##### Stored records
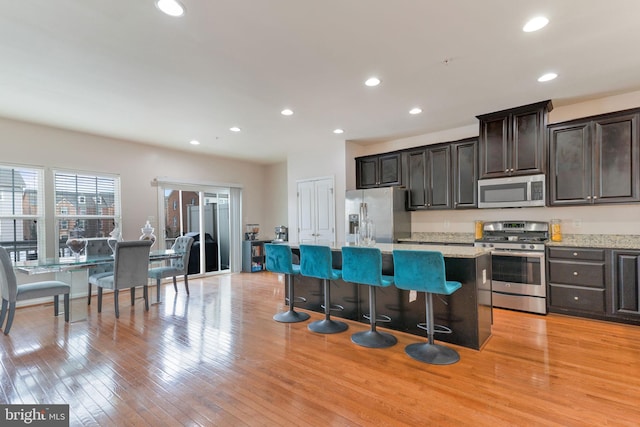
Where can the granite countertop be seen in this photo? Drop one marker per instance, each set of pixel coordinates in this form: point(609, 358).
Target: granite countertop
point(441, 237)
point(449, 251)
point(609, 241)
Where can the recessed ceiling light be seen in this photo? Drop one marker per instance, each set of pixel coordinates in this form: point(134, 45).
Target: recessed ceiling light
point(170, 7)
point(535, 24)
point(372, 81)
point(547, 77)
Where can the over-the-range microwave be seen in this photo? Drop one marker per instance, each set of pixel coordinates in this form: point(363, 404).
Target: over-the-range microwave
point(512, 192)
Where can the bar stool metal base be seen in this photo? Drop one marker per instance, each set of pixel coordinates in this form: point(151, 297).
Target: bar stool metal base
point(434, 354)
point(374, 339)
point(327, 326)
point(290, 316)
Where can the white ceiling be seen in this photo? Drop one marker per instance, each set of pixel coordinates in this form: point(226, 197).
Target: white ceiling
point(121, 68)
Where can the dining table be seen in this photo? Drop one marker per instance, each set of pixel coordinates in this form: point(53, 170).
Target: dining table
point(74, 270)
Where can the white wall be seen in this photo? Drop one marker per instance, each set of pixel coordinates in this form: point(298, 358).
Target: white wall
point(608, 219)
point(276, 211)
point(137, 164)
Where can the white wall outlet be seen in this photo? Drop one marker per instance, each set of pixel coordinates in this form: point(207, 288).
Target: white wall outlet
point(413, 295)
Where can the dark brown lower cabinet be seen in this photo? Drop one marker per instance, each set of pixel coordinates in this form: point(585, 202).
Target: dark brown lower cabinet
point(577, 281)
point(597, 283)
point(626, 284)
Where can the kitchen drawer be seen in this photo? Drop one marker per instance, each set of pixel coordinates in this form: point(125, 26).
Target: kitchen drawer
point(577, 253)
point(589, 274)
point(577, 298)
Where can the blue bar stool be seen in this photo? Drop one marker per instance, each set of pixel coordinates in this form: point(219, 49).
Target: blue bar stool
##########
▸ Your task
Repeat the lines above word for word, omitting the pictures.

▸ Solution to this problem
Where can the granite countertop be seen in this photo? Drop one marker per instance, each set of pixel coordinates in this form: point(609, 358).
Target: granite countertop
point(441, 237)
point(449, 251)
point(609, 241)
Where can the recessed ceiling light be seen in this photo? Drop one marker per instance, each set of pixel coordinates in this form: point(134, 45).
Target: recessed ceiling light
point(170, 7)
point(535, 24)
point(372, 81)
point(547, 77)
Where can the over-the-range microwave be seen in this photo? Drop one marker per instance, each set of pixel coordinates in this form: point(363, 404).
Target: over-the-range microwave
point(512, 192)
Where can the bar stool metal base be seen in this photo? Drop one marker per instance, each set of pixel coordinates in this form: point(151, 297).
Target: bar stool metal base
point(434, 354)
point(374, 339)
point(327, 326)
point(290, 316)
Where can the white ceiling be seen in this photo? Drop one marker per instance, each set of pixel coordinates in this form: point(226, 197).
Target: white ceiling
point(121, 68)
Where can the dining table be seen in this photo? Drop one marker per instance, each set of pixel coordinates in this form: point(53, 170).
Target: dining table
point(74, 270)
Where can the white wall be seen in this photo? Drop one marker per instance, each set of pixel coordinates in this form: point(298, 358).
Target: white wall
point(608, 219)
point(276, 211)
point(137, 164)
Where can the white wall outlet be seen in this photo? Drop one marker per instance, each set of pixel coordinates in this form: point(207, 288).
Target: white wall outlet
point(413, 295)
Where can the dark brown lower cabinet be seen in this photo? Drop one marker per instance, each set of pixel coordinates in this form: point(585, 202).
Target: dark brown lower cabinet
point(577, 281)
point(597, 283)
point(626, 284)
Where can the kitchen drawer be seen in this photo? Drop one marker per instance, each set of pixel coordinates in this form: point(125, 26).
Target: kitchen drawer
point(577, 253)
point(589, 274)
point(577, 298)
Where can the blue bar stool be seen in this photo? Drop one marker per instance, each set of pixel coordinates in this form: point(219, 49).
Target: blue bar stool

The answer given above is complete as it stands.